▸ Цель упражнения
Дословно перепишите часть отрывка о Невском проспекте, начиная со слов «Правила пользования довольно» и заканчивая словами «светло, как днем.».

▸ Исходный отрывок
──────────

Невский проспект. Прогулки по Санкт-Петербургу. Алексей Геннадиевич Митрофанов
* *
1862 год – новое изобретение, конка. Никого, разумеется, не удивляет, что «Акционерное общество конно-железных дорог» начинает свою деятельность именно с Невского. Темно-синие вагончики с империалом, запряженные парой уставших лошадей, еще доступнее омнибусов: проезд всего лишь 5 копеек (на империале еще меньше – 3 копейки). Справедливости ради, однако же, оговорюсь – конка была транспорт внутригородской, в то время как омнибус был еще и транспорт загородный – доезжал до таких отдаленных окрестностей, как село Александровское и Полюстрово.
Правила пользования довольно строгие: «В предупреждение несчастных случаев господа пассажиры приглашаются входить и выходить из вагона только на местах остановки или тихого хода вагонов, причем соскакивать нужно обязательно по направлению вагона».
1883 год – замена газового освещения на электрическое. На проспекте появляются 32 электрических фонаря. Радость неописуемая – ночью здесь становится почти так же светло, как днем.
Вместе с тем Невский проспект становится центром литературной жизни города. Чернышевский пишет: «Теперь хочу и нет идти к Беллизару… Его книжный магазин, как и все книжные магазины и публичная библиотека, недалеко от нас, версты не будет. Все книжные магазины сбиты между началом Невского и Аничковым мостом (верста, может быть) на Невском».

──────────

▸ Показанный список
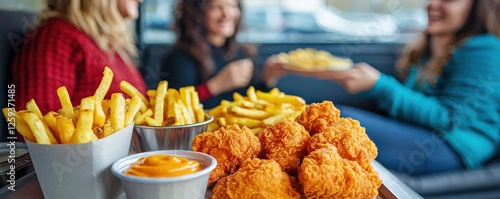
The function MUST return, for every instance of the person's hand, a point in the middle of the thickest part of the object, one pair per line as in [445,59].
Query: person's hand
[273,71]
[236,74]
[362,77]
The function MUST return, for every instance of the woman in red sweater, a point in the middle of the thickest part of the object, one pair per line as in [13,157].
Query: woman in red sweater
[73,43]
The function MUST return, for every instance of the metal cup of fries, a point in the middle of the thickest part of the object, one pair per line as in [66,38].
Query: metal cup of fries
[80,170]
[153,138]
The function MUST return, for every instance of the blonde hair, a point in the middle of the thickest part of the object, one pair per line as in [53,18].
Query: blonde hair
[483,18]
[99,19]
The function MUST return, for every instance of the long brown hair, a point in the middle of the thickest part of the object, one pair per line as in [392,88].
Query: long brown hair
[192,34]
[483,18]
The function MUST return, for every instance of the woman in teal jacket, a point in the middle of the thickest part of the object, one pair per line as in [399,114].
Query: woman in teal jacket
[446,113]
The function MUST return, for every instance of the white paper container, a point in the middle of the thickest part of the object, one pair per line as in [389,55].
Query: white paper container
[80,170]
[191,186]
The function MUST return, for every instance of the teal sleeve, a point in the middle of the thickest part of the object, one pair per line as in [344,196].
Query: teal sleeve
[465,96]
[404,103]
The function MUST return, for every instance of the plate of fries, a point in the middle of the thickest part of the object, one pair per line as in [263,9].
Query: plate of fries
[308,59]
[256,110]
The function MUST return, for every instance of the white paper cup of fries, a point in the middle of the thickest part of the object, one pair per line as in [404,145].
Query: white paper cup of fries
[80,170]
[189,186]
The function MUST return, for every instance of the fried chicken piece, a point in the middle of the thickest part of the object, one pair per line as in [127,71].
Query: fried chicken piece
[318,116]
[324,174]
[256,179]
[230,146]
[349,138]
[285,142]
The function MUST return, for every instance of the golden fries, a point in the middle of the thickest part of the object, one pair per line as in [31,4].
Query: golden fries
[168,106]
[312,59]
[93,119]
[117,111]
[257,110]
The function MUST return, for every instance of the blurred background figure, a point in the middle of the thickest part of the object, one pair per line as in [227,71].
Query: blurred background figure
[449,102]
[206,53]
[74,41]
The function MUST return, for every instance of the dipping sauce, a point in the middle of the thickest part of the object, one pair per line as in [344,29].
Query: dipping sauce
[163,165]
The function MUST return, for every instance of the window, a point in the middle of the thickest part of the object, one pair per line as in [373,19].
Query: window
[28,5]
[313,21]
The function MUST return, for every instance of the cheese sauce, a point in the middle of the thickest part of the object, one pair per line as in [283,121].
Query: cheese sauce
[163,165]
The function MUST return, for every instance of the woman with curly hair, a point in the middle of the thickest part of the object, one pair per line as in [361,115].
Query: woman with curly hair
[74,41]
[206,53]
[445,114]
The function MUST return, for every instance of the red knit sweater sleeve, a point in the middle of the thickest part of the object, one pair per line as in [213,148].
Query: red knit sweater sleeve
[45,63]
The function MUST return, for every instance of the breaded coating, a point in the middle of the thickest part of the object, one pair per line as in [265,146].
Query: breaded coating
[318,116]
[285,142]
[230,146]
[349,138]
[324,174]
[256,179]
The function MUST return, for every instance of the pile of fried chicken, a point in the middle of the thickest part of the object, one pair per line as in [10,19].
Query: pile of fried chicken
[317,155]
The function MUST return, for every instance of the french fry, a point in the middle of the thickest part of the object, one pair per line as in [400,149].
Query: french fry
[251,94]
[173,95]
[257,110]
[274,91]
[83,131]
[21,125]
[32,107]
[107,129]
[141,119]
[200,115]
[99,115]
[152,122]
[185,96]
[117,111]
[178,115]
[144,108]
[237,97]
[151,93]
[104,85]
[185,113]
[161,92]
[51,123]
[133,108]
[249,113]
[243,121]
[294,100]
[65,127]
[105,107]
[131,91]
[67,106]
[36,126]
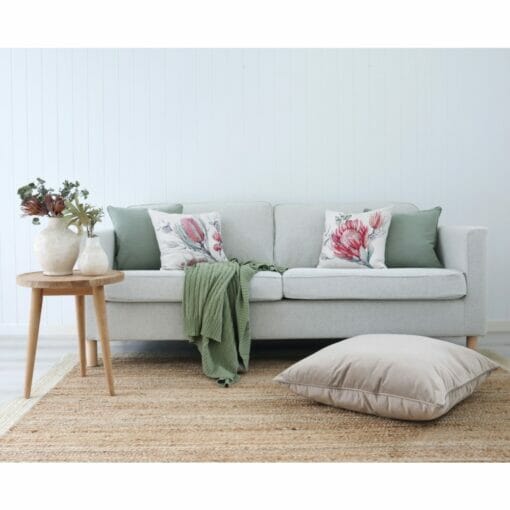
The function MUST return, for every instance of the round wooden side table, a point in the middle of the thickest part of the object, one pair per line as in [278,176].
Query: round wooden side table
[77,285]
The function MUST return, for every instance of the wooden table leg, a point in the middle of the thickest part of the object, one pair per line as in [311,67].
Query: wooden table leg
[102,323]
[80,319]
[33,334]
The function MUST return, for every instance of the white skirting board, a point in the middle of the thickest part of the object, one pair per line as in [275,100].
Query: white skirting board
[66,330]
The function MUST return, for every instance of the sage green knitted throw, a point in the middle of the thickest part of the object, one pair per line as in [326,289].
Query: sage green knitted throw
[217,315]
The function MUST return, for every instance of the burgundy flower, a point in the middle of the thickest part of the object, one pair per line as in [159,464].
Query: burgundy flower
[376,220]
[349,239]
[32,207]
[54,204]
[193,230]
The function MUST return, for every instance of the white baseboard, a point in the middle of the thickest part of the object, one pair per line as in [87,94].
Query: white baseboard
[53,330]
[70,329]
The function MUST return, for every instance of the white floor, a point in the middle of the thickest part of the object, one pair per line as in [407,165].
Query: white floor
[52,349]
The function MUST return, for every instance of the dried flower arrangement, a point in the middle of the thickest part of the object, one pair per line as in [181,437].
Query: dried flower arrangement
[38,200]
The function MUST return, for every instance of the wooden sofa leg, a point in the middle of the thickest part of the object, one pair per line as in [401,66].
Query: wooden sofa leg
[92,353]
[471,342]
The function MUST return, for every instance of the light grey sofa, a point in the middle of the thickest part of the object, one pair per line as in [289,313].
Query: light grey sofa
[306,302]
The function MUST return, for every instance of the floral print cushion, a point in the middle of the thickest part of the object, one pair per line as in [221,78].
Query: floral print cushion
[186,239]
[355,240]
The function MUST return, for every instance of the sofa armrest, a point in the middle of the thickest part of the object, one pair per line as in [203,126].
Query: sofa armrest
[465,249]
[107,240]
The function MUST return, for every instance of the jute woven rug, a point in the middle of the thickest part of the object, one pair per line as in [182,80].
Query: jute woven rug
[165,410]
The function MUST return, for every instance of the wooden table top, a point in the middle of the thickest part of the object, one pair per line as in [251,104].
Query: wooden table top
[38,280]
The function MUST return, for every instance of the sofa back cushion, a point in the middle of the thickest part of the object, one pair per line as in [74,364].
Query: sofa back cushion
[247,228]
[299,228]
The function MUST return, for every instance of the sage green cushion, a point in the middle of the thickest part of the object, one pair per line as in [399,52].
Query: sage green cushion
[136,246]
[412,239]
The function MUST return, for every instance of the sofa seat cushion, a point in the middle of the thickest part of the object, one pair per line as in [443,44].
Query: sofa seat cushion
[373,284]
[167,287]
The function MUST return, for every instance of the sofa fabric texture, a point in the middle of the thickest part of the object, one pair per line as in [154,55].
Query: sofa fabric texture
[396,376]
[168,286]
[440,302]
[373,284]
[136,246]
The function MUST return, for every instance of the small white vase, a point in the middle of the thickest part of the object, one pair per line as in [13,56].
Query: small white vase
[57,248]
[93,259]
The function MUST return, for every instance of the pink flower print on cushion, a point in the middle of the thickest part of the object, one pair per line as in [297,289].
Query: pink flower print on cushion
[350,241]
[376,220]
[193,230]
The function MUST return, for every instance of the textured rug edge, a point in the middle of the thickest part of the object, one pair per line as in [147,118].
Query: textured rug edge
[12,412]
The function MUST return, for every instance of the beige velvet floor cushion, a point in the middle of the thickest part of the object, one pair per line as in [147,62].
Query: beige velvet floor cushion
[397,376]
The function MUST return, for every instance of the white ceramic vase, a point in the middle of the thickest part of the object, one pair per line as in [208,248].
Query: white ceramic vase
[57,248]
[93,259]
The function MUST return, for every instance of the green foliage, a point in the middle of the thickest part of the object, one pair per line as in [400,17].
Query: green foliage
[39,200]
[83,215]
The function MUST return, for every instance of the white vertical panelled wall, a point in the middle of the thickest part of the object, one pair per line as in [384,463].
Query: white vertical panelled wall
[426,126]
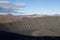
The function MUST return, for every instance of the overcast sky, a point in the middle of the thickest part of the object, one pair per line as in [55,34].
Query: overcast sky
[39,6]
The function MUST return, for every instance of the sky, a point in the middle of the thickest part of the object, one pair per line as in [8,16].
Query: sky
[43,7]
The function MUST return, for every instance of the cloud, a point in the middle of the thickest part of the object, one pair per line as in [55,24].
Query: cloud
[21,5]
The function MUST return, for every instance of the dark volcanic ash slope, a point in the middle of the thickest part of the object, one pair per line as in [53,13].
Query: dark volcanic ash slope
[38,26]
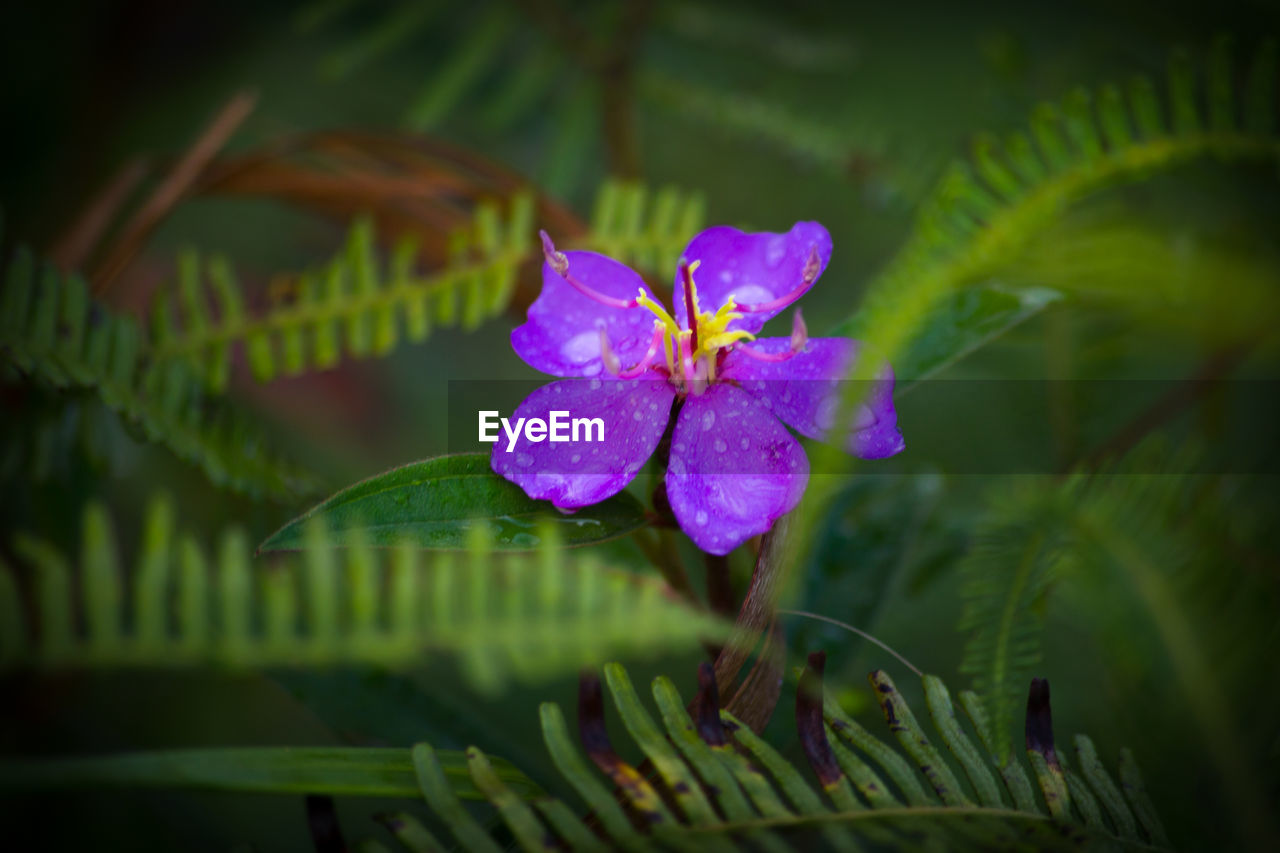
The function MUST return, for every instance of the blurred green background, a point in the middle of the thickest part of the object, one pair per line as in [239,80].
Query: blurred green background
[839,112]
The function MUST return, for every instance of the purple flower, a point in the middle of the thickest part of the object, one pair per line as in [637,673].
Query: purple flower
[734,468]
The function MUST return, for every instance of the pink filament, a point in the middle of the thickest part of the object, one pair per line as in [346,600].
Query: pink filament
[640,366]
[558,261]
[812,267]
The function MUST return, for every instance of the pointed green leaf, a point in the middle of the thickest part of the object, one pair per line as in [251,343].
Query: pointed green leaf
[434,503]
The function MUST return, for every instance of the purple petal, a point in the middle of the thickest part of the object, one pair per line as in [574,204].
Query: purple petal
[752,268]
[561,334]
[734,469]
[575,474]
[804,392]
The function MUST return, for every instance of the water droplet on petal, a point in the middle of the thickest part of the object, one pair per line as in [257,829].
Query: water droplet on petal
[776,250]
[581,347]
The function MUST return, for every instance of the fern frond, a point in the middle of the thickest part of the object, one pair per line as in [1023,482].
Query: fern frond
[990,206]
[717,785]
[641,228]
[53,332]
[1138,539]
[504,617]
[357,306]
[837,150]
[353,304]
[1005,579]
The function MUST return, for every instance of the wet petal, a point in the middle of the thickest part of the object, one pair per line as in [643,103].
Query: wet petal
[561,336]
[734,469]
[804,392]
[579,473]
[752,268]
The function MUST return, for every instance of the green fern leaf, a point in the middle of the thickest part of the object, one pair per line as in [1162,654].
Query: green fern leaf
[716,784]
[55,336]
[525,617]
[972,226]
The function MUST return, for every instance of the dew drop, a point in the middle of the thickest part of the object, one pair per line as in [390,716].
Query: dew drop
[581,347]
[752,293]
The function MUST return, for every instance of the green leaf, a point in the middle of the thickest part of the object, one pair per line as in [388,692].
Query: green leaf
[959,325]
[279,770]
[434,503]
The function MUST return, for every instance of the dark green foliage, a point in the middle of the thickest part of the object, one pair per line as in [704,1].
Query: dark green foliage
[732,789]
[435,502]
[55,336]
[974,224]
[526,617]
[353,305]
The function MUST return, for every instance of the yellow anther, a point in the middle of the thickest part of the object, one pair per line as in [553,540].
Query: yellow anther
[658,311]
[722,340]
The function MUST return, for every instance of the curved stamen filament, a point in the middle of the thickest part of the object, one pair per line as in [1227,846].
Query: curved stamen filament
[558,261]
[812,268]
[799,338]
[686,274]
[613,365]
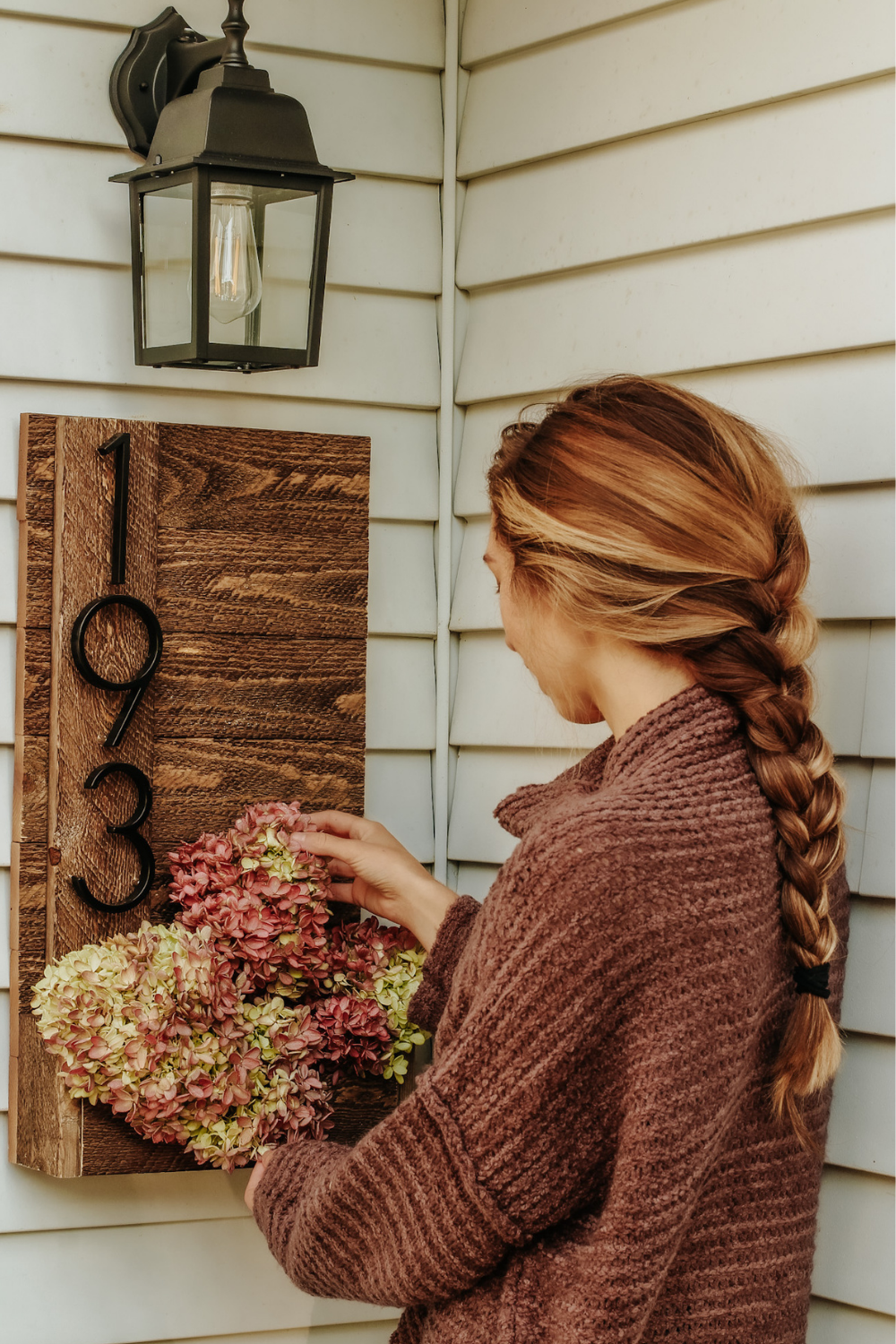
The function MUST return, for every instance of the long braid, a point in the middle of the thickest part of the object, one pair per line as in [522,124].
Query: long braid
[648,513]
[794,766]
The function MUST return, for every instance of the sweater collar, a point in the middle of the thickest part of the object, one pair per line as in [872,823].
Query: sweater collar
[688,723]
[694,718]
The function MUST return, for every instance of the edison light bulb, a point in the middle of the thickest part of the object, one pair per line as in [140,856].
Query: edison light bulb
[236,280]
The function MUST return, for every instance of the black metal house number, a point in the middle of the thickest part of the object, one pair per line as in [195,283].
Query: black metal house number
[134,688]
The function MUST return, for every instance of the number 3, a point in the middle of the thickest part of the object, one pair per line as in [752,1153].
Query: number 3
[129,830]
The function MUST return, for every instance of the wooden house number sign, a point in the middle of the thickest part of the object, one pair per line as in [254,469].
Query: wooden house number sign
[191,639]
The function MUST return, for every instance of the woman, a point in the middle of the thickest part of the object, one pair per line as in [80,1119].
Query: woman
[619,1134]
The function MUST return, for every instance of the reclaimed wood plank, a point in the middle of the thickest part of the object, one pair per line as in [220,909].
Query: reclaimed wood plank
[204,784]
[263,687]
[257,564]
[220,478]
[81,714]
[242,585]
[29,924]
[30,790]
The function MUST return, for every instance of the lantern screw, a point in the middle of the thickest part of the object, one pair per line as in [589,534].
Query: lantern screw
[234,29]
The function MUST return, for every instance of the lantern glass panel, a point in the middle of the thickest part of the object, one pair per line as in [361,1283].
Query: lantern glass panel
[167,263]
[261,263]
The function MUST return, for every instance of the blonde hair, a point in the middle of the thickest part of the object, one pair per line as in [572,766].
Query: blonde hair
[648,513]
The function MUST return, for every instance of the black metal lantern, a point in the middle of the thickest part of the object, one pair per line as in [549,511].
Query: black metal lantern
[230,215]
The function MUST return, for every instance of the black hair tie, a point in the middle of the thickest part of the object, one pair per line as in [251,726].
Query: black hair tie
[813,980]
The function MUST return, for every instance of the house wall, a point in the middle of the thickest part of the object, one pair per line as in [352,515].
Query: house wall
[702,191]
[175,1257]
[694,190]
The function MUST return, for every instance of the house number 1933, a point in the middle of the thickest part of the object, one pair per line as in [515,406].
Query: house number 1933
[134,688]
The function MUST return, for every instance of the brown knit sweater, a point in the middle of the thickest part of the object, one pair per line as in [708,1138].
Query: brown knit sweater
[591,1155]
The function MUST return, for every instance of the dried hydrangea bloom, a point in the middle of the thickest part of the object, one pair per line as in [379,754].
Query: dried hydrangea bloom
[265,838]
[113,1008]
[252,1094]
[228,1030]
[394,986]
[263,895]
[355,1035]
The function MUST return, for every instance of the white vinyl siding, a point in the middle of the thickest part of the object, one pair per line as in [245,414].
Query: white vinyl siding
[702,191]
[697,190]
[370,81]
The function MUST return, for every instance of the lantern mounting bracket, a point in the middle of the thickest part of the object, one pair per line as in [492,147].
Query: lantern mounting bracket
[161,61]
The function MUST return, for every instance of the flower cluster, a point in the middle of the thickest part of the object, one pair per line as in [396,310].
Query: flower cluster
[228,1030]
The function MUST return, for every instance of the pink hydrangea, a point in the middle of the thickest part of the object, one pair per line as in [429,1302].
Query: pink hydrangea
[228,1030]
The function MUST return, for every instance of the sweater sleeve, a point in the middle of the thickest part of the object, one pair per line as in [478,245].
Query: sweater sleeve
[501,1137]
[427,1004]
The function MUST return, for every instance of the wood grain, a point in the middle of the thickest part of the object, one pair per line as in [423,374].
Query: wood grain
[252,547]
[29,924]
[263,688]
[261,583]
[82,714]
[214,478]
[204,784]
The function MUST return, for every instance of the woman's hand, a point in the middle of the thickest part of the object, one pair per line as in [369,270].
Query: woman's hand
[379,874]
[258,1171]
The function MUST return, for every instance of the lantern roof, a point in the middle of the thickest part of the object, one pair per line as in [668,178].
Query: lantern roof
[234,120]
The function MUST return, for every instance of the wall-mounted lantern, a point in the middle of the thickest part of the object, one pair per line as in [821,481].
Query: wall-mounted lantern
[230,215]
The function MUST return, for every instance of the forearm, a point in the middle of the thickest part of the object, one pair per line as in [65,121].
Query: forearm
[400,1219]
[427,1004]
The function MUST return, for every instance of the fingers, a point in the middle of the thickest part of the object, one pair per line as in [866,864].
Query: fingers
[340,823]
[327,844]
[338,868]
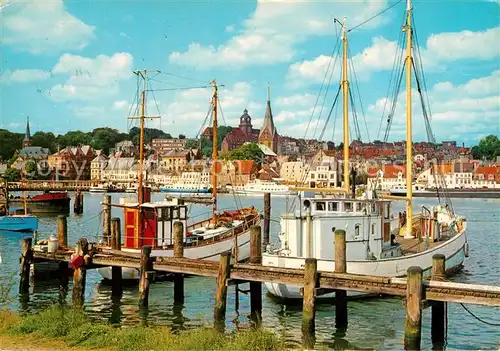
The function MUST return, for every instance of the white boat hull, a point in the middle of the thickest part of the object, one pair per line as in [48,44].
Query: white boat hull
[209,252]
[453,250]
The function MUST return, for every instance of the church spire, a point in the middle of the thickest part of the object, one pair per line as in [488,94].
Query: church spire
[27,135]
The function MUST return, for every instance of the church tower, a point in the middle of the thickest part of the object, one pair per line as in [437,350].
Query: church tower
[268,135]
[27,135]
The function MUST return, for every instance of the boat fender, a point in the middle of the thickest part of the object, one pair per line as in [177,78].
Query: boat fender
[77,262]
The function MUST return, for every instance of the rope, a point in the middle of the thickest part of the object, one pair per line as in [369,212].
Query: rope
[375,16]
[479,319]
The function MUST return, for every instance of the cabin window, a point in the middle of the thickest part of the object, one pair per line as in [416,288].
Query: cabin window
[356,230]
[333,206]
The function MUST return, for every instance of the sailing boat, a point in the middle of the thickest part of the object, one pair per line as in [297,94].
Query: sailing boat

──────────

▸ Выполненное задание
Правила пользования довольно строгие: «В предупреждение несчастных случаев господа пассажиры приглашаются входить и выходить из вагона только на местах остановки или тихого хода вагонов, причем соскакивать нужно обязательно по направлению вагона».
1883 год – замена газового освещения на электрическое. На проспекте появляются 32 электрических фонаря. Радость неописуемая – ночью здесь становится почти так же светло, как днем.